• Provided passage:
COVID-19 cases are rising in rural America, and its hospitals may be unprepared


https://www.healthcaredive.com/news/covid-19-cases-are-rising-in-rural-america-and-its-hospitals-may-be-unprep/577161/

CMS announces Rural Health Strategy | SDAHO

Dive Brief:

  • Though metro and rural areas have had different infection rates since the outbreak began, the mortality rate from the virus is mostly the same in the U.S. But in recent weeks, the infection rate in rural counties has been outpacing urban counties, according to a new analysis of COVID-19 data by the Kaiser Family Foundation.
  • According to KFF, counties with large metro areas have had nearly three times as many coronavirus cases and deaths as rural counties (327.5 cases per 100,000 versus 114.9 per 100,000, even adjusting for population size). Metro counties have also experienced nearly four times as many deaths as of last Monday (17 per 100,000 versus 4.4 per 100,000).

Stored data entries
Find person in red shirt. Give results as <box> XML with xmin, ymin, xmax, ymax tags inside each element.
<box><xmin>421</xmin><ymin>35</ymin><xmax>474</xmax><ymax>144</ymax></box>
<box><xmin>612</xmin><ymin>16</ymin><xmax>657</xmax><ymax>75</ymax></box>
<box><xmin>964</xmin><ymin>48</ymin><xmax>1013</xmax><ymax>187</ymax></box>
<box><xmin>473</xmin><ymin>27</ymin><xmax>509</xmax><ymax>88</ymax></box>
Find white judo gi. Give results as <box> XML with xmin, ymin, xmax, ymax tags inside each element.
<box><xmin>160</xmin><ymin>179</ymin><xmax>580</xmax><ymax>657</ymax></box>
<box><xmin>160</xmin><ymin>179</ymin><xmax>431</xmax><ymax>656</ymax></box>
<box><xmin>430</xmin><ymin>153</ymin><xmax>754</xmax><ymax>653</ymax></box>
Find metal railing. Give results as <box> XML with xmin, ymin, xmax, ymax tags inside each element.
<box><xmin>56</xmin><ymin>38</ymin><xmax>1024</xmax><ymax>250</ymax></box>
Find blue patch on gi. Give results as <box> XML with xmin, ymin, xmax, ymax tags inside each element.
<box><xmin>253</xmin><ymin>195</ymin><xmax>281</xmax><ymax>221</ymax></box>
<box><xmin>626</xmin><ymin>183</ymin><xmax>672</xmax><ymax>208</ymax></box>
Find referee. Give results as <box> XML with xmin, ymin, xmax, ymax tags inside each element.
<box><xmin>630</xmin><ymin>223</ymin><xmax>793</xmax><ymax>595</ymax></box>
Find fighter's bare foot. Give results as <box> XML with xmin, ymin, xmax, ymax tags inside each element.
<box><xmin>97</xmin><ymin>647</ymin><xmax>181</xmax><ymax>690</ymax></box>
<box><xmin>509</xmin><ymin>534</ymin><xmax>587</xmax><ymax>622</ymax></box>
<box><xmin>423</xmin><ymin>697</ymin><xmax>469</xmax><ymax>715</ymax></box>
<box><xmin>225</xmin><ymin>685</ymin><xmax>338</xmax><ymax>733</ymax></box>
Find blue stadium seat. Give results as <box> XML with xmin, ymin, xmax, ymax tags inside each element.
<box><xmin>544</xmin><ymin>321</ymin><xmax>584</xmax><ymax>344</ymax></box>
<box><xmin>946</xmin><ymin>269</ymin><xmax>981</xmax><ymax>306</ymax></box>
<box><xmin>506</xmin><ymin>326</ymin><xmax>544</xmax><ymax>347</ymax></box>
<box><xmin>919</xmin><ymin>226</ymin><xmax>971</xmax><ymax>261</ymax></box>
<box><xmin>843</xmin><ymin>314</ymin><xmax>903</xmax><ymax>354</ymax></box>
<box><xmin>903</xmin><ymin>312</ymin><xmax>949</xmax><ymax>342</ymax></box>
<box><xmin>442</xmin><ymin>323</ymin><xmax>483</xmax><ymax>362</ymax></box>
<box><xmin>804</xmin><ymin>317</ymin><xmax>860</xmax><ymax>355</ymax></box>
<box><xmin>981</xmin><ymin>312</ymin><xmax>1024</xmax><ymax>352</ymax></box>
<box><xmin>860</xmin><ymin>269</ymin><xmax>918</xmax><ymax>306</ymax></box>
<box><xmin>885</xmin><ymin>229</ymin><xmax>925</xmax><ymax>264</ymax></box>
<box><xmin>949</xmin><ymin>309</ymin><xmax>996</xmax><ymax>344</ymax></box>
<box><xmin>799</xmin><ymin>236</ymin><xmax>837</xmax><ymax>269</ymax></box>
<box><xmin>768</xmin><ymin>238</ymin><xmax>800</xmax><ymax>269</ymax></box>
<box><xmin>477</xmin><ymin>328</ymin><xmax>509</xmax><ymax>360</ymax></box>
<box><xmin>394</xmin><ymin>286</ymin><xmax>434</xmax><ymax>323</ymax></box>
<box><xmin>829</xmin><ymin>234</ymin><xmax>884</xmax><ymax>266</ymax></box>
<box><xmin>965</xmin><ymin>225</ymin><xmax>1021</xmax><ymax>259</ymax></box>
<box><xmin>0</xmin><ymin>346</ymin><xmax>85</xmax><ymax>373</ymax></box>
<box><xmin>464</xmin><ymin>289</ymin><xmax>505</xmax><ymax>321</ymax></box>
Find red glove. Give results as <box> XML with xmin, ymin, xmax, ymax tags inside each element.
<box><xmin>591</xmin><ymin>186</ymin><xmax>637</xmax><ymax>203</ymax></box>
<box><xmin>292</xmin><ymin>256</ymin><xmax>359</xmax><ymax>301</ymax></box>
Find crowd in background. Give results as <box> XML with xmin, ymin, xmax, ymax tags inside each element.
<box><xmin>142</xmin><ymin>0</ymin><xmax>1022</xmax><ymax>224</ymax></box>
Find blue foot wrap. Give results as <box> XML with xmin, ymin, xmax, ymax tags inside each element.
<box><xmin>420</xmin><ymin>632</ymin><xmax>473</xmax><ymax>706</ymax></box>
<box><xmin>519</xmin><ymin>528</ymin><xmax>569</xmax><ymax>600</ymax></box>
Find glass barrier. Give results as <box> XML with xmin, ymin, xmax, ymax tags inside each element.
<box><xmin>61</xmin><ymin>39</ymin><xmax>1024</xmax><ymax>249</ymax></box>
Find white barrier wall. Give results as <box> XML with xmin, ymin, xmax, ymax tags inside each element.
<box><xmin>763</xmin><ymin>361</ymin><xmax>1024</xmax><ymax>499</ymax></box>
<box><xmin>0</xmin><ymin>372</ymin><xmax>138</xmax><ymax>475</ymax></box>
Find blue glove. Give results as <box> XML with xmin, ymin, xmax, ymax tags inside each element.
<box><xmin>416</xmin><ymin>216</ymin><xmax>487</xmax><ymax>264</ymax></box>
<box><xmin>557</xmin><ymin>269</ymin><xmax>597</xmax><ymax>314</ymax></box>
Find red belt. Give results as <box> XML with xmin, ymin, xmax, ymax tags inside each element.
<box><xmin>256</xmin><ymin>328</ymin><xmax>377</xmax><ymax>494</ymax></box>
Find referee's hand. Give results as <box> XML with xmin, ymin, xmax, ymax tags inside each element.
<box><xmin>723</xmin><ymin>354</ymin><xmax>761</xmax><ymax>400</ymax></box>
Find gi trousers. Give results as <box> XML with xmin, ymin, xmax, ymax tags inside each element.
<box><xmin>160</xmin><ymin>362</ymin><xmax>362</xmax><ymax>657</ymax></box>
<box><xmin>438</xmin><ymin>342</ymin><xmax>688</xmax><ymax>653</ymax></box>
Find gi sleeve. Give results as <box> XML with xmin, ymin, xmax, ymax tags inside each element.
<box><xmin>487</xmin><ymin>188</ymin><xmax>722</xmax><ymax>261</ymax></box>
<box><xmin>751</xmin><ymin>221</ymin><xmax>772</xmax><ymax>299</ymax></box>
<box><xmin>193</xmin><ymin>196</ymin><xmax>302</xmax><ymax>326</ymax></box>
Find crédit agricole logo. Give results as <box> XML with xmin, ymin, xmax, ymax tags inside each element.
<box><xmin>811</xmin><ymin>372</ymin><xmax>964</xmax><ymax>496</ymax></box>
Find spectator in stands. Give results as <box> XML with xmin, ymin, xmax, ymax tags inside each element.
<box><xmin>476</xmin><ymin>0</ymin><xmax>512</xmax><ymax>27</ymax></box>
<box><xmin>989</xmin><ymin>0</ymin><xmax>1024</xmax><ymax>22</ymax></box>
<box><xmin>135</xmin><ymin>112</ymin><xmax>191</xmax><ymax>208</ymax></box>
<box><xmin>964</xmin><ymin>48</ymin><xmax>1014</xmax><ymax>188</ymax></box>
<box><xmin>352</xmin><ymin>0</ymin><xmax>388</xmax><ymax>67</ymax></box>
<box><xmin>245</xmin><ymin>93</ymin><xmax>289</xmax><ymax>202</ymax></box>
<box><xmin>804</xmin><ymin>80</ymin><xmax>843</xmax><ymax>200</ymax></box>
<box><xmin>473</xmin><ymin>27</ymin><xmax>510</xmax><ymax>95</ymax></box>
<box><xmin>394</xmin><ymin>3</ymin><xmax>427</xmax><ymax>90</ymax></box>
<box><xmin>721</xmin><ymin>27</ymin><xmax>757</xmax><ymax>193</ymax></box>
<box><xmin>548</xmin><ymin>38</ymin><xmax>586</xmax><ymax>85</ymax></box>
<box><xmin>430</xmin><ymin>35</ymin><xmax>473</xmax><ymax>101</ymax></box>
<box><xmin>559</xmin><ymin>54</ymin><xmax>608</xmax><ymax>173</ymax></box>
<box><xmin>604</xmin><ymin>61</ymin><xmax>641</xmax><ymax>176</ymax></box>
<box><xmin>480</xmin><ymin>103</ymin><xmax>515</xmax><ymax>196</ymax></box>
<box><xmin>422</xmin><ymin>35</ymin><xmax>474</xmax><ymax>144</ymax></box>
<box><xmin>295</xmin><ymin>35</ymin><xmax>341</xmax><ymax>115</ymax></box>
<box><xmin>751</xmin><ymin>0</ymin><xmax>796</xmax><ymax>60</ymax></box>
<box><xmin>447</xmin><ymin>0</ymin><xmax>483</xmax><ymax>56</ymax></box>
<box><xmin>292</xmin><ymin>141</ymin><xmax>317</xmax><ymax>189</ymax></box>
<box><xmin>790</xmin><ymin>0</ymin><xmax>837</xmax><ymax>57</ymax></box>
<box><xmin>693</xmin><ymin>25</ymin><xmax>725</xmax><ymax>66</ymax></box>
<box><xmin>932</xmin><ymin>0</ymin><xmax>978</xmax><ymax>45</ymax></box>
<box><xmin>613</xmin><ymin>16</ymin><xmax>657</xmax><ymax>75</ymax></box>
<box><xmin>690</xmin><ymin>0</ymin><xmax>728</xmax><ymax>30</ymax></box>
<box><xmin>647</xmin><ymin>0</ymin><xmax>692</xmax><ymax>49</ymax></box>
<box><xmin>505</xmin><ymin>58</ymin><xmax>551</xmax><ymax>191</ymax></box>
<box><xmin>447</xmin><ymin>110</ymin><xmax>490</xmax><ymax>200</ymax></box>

• Task instructions:
1. From the rural COVID-19 article, return the passage starting at "CMS announces Rural" and ending at "Kaiser Family Foundation.".
2. Decide whether each statement agrees with the rural COVID-19 article, answering yes or no and quoting the words that settle it: (a) A Kaiser Family Foundation analysis found that the rural infection rate has recently been outpacing the urban rate. (b) The mortality rate from the virus differs greatly between metro and rural areas in the U.S. (c) Metro counties had 17 deaths per 100,000 as of last Monday.
3. According to the rural COVID-19 article, how many coronavirus cases per 100,000 have rural counties had?
Rely only on the rural COVID-19 article when answering.

• Expected responses:
1.
CMS announces Rural Health Strategy | SDAHO

Dive Brief:

  • Though metro and rural areas have had different infection rates since the outbreak began, the mortality rate from the virus is mostly the same in the U.S. But in recent weeks, the infection rate in rural counties has been outpacing urban counties, according to a new analysis of COVID-19 data by the Kaiser Family Foundation.

2.
(a) Yes: "in recent weeks, the infection rate in rural counties has been outpacing urban counties"
(b) No: "the mortality rate from the virus is mostly the same in the U.S."
(c) Yes: "17 per 100,000 versus 4.4 per 100,000"

3. 114.9 per 100,000.